Entries from a point annotation set

——————

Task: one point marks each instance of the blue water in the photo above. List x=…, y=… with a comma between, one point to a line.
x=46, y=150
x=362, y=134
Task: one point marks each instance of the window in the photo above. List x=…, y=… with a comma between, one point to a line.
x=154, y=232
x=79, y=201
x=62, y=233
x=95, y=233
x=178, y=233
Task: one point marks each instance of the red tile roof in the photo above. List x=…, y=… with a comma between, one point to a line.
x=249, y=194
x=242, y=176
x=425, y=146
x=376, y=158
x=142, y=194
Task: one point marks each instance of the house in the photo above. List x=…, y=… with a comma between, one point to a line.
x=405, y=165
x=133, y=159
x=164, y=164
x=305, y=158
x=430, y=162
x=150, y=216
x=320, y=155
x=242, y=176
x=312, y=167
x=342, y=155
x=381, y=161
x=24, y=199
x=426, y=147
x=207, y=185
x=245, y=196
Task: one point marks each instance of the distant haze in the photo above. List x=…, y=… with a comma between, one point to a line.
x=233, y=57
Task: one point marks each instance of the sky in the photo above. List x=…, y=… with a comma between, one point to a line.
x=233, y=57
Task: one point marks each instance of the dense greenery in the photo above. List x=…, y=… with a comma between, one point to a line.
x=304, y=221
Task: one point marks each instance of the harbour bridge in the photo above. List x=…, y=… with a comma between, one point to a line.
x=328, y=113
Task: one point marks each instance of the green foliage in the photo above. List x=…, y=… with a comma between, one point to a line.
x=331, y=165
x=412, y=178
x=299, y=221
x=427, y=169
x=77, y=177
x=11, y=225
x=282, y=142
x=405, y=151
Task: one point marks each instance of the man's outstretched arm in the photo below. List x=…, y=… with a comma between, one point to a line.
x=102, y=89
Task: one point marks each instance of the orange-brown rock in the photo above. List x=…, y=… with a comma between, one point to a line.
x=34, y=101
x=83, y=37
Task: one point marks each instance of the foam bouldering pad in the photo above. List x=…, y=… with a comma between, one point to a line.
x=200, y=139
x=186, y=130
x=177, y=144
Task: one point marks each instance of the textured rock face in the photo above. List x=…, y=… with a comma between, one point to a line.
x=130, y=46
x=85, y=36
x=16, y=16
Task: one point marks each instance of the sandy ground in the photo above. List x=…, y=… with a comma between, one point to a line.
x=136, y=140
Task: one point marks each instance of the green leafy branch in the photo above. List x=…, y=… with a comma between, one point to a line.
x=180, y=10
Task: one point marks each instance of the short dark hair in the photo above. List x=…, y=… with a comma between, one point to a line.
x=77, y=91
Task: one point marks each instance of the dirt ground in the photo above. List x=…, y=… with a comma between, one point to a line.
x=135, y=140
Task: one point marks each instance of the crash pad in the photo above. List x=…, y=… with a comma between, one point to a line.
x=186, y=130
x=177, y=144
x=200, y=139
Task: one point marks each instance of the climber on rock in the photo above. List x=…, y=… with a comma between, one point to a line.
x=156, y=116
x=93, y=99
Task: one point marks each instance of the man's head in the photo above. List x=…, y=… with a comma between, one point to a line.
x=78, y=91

——————

* _Given problem_
Lay out the data above as a JSON list of strings, with one string per line and any blank lines left out.

* _Response to the exercise_
[
  "Task: one point marks each instance of the blue water in the photo above. List x=…, y=… with a comma between, one point to a line.",
  "x=46, y=150",
  "x=362, y=134",
  "Task: one point marks each instance of the window in the photo above. List x=…, y=… with a comma between, one point to a line.",
  "x=154, y=232",
  "x=79, y=201",
  "x=62, y=233",
  "x=95, y=233",
  "x=178, y=233",
  "Task: one point marks each instance of the red tile roof in the photo above. List x=…, y=… with a comma between, one point to a line.",
  "x=249, y=194",
  "x=242, y=176",
  "x=425, y=146",
  "x=376, y=158",
  "x=142, y=194",
  "Task: one point marks each instance of the house in the photo above. List x=…, y=… with a comma between, one point to a line.",
  "x=405, y=165",
  "x=133, y=159",
  "x=164, y=164",
  "x=305, y=158",
  "x=430, y=162",
  "x=150, y=216",
  "x=320, y=155",
  "x=242, y=176",
  "x=312, y=167",
  "x=342, y=155",
  "x=381, y=161",
  "x=24, y=199",
  "x=426, y=147",
  "x=207, y=185",
  "x=245, y=196",
  "Task: one point marks each instance of the distant haze in the photo above. List x=…, y=… with a comma between, one point to a line.",
  "x=233, y=57",
  "Task: one point marks each instance of the sky in the photo above. List x=…, y=… with a comma between, one point to a line.",
  "x=233, y=57",
  "Task: one point marks each instance of the dense greenery in the photo above. List x=…, y=… with a comma between, one point to a line.",
  "x=304, y=221",
  "Task: one point marks each instance of the harbour bridge in the photo above. List x=…, y=… with a comma between, one point to a line.",
  "x=328, y=113",
  "Task: one point marks each instance of the green foliage in the photo above. List x=…, y=… with a comma between, one point to a line.",
  "x=331, y=165",
  "x=412, y=178",
  "x=299, y=221",
  "x=427, y=169",
  "x=77, y=177",
  "x=11, y=225",
  "x=282, y=142",
  "x=405, y=151",
  "Task: one point marks each instance of the man's outstretched arm in the photo below. List x=…, y=… with a comma between, one point to a line.",
  "x=102, y=89",
  "Task: one point marks each instance of the orange-brown rock in the photo above. List x=…, y=… with a comma between, one point to a line.",
  "x=34, y=101",
  "x=83, y=37",
  "Task: one point marks each instance of the foam bouldering pad in the photo above. List x=…, y=… with a comma between, one point to a line.",
  "x=200, y=139",
  "x=186, y=130",
  "x=177, y=144",
  "Task: one point marks each instance of the textured rock face in the photo above. List x=…, y=… with a comma between, one point to a line.",
  "x=130, y=46",
  "x=85, y=36",
  "x=16, y=16",
  "Task: one point marks each instance of the sandy ground in the photo above. List x=…, y=… with a comma between, one point to a line.",
  "x=136, y=140",
  "Task: one point marks each instance of the green leafy branch in the photo above. List x=…, y=… with a comma between, one point to a line.",
  "x=180, y=10",
  "Task: one point marks each instance of the short dark hair in the photo above. List x=…, y=… with a comma between, one point to a line.",
  "x=77, y=91",
  "Task: one point marks each instance of the dirt ground in the photo above. List x=…, y=… with a comma between, one point to a line.",
  "x=135, y=140",
  "Task: one point marks each instance of the crash pad in the photo above. List x=…, y=… with a comma between, one point to a line.",
  "x=186, y=130",
  "x=177, y=144",
  "x=200, y=139",
  "Task: one point marks each instance of the climber on rock in the photo above. List x=…, y=… with a comma between, one point to a line.",
  "x=156, y=116",
  "x=93, y=99",
  "Task: one point marks each instance of the man's head in the photo above. List x=…, y=… with a comma between, one point to a line.",
  "x=78, y=91"
]